# Tasks to perform:
(a) In the text about feeling jealous of a husband, give the passage from "I have a confession." to "a strange bed." again, replacing "gym" with "pool".
(b) List every sentence in the last paragraph of the text about feeling jealous of a husband that begins with the word "I".
(c) Take the text about feeling jealous of a husband further, starting after its final sentence.

# Text excerpt:
▼

I have a confession. Sometimes I feel jealous. Of my husband. His life just seems so glorious to me.
What I see is that he gets up, goes to the gym, goes to work, and gets to go on business trips. In my mind this translates as he gets up and gets ready without children hanging on him, gets to do what he wants to do without dragging children with him, goes to a place with other adults where he is respected and valued, and when he travels (which has been happening more and more often) he gets to go out to eat at restaurants and sleep alone without being woken up.
In his mind, he has to get up super early, not getting enough sleep, so that he can stay healthy, has to go and talk with adults who act like children, and when he travels he has to be away from his family, eating unhealthy food and not able to sleep in a strange bed.
It’s easy for me to play the martyr. I can easily feel sorry for myself, thinking that I alone bear the burden. What I am craving is appreciation. I want to feel valued. I want to feel loved. And it is easy for this to lead to a division in my marriage because I am only focusing on myself.

▲

# Given records:
▼

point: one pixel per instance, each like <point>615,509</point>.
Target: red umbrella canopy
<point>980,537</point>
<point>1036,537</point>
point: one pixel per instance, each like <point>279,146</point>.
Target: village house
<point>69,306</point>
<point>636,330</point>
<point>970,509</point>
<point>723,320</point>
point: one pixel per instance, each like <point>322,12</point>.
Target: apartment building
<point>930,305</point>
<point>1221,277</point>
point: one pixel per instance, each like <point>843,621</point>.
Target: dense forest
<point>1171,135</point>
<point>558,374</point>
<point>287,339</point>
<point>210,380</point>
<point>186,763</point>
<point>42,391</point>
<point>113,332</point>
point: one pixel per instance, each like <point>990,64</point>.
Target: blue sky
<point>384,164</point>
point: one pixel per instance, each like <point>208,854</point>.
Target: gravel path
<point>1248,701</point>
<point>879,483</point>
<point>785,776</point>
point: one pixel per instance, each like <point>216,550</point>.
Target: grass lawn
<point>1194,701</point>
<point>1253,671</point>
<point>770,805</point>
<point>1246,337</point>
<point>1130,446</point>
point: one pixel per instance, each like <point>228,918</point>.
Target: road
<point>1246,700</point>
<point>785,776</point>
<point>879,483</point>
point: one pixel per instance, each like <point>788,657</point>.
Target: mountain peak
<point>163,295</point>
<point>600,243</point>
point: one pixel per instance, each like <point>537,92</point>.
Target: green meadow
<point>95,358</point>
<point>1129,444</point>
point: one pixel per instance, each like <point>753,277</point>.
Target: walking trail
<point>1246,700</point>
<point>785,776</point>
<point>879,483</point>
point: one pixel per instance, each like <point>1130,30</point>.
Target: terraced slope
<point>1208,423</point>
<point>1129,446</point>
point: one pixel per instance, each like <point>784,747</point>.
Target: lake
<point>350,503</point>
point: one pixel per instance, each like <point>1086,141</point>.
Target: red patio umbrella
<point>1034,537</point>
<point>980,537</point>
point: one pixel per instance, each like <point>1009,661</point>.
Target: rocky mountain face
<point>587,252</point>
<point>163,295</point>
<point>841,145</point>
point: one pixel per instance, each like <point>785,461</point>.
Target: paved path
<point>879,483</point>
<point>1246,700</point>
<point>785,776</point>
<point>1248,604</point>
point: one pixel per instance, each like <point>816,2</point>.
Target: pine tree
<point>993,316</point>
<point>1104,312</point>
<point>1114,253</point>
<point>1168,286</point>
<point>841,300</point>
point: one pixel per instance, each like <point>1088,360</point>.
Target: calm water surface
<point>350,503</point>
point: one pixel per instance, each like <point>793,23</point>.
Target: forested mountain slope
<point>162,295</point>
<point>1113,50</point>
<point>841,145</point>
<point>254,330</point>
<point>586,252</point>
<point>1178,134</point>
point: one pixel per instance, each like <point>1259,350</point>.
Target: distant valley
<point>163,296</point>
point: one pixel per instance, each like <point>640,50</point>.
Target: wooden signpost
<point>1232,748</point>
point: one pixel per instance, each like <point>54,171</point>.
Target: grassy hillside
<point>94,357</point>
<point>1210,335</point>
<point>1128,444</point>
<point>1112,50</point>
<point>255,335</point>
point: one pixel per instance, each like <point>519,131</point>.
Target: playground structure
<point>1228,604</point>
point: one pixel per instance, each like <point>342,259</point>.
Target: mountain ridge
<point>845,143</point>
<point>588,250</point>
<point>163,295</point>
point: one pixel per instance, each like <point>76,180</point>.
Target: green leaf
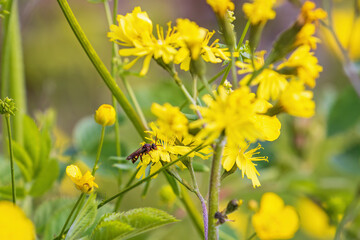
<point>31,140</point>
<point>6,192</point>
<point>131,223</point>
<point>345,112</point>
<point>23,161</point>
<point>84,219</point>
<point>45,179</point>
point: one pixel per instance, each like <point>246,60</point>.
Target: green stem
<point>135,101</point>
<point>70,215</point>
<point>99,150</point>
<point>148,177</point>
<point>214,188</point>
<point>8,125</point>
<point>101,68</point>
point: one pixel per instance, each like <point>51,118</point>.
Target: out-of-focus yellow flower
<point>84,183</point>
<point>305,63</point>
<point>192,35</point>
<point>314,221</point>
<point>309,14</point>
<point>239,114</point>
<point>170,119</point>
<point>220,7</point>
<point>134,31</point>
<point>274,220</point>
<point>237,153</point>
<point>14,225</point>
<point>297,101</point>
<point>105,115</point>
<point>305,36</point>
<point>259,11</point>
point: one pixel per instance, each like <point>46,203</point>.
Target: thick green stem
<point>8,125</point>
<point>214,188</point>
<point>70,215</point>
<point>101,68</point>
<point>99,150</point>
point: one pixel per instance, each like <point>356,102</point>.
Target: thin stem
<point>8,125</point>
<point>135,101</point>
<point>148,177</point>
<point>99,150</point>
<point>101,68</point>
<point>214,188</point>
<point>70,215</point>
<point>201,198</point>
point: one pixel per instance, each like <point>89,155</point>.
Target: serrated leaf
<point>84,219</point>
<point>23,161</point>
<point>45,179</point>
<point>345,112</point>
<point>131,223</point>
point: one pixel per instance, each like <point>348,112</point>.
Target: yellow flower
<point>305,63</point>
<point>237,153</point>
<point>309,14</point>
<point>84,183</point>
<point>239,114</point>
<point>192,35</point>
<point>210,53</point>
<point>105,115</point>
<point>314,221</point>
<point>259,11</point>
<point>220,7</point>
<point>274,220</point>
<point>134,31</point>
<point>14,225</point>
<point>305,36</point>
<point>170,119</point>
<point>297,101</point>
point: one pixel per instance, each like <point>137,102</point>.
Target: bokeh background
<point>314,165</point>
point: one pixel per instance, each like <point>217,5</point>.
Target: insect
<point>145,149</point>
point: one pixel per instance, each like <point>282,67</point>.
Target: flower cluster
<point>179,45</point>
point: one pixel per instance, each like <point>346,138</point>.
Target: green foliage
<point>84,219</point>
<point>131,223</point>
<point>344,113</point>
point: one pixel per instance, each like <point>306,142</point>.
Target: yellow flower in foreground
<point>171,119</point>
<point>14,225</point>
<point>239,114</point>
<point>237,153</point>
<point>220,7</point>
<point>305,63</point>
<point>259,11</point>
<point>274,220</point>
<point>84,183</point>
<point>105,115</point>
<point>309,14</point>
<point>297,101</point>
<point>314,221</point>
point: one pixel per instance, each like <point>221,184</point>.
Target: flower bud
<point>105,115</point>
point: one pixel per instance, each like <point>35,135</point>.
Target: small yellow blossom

▲

# Answers for this exercise:
(a)
I have a confession. Sometimes I feel jealous. Of my husband. His life just seems so glorious to me.
What I see is that he gets up, goes to the pool, goes to work, and gets to go on business trips. In my mind this translates as he gets up and gets ready without children hanging on him, gets to do what he wants to do without dragging children with him, goes to a place with other adults where he is respected and valued, and when he travels (which has been happening more and more often) he gets to go out to eat at restaurants and sleep alone without being woken up.
In his mind, he has to get up super early, not getting enough sleep, so that he can stay healthy, has to go and talk with adults who act like children, and when he travels he has to be away from his family, eating unhealthy food and not able to sleep in a strange bed.

(b)
I can easily feel sorry for myself, thinking that I alone bear the burden.
I want to feel valued.
I want to feel loved.

(c)
Love is patient and kind; love does not envy or boast;
(First Corinthians 13:4, ESV)
Instead of throwing another fit, I decided to talk about this need with him. This was when I realized that we were both having our individual pity parties. We decided and chose to stop complaining. We needed to stop trying to make ourselves look “better” by playing it like we had it “worse.” Instead we began to focus on how much the other one was juggling.
Love Defeats Fear
Feeling envious occurs when we are fearful and insecure, which in turn leads to building up our defensiveness. We are trying to protect ourselves, but in doing so we end up being isolated. People need people. Strange things happen when we are isolated. When we are isolated we begin to listen to lies being whispered in our heads. At a recent Gathering, a lady mentioned that we know they are lies if they begin with “I.” I think there is truth in this. I also think we can pinpoint the lie when they are in absolutes like never, always, only, etc.
“I am the only who ever does anything.”
“I am the only one who feels this way.”
“I never get to have time away.”
“I am always the one stuck doing this.”
And as we listen the lies, the wedge of fear begins to grow, leading to anger, self-pity, and envy. And that fear can destroy the love. But love defeats fear.
Hallelujah! Love. Defeats. Fear.
Here’s a dose of truth for you: You are loved. You may not feel like it, but that doesn’t mean it’s not true. And the best way to feel loved, is to show love.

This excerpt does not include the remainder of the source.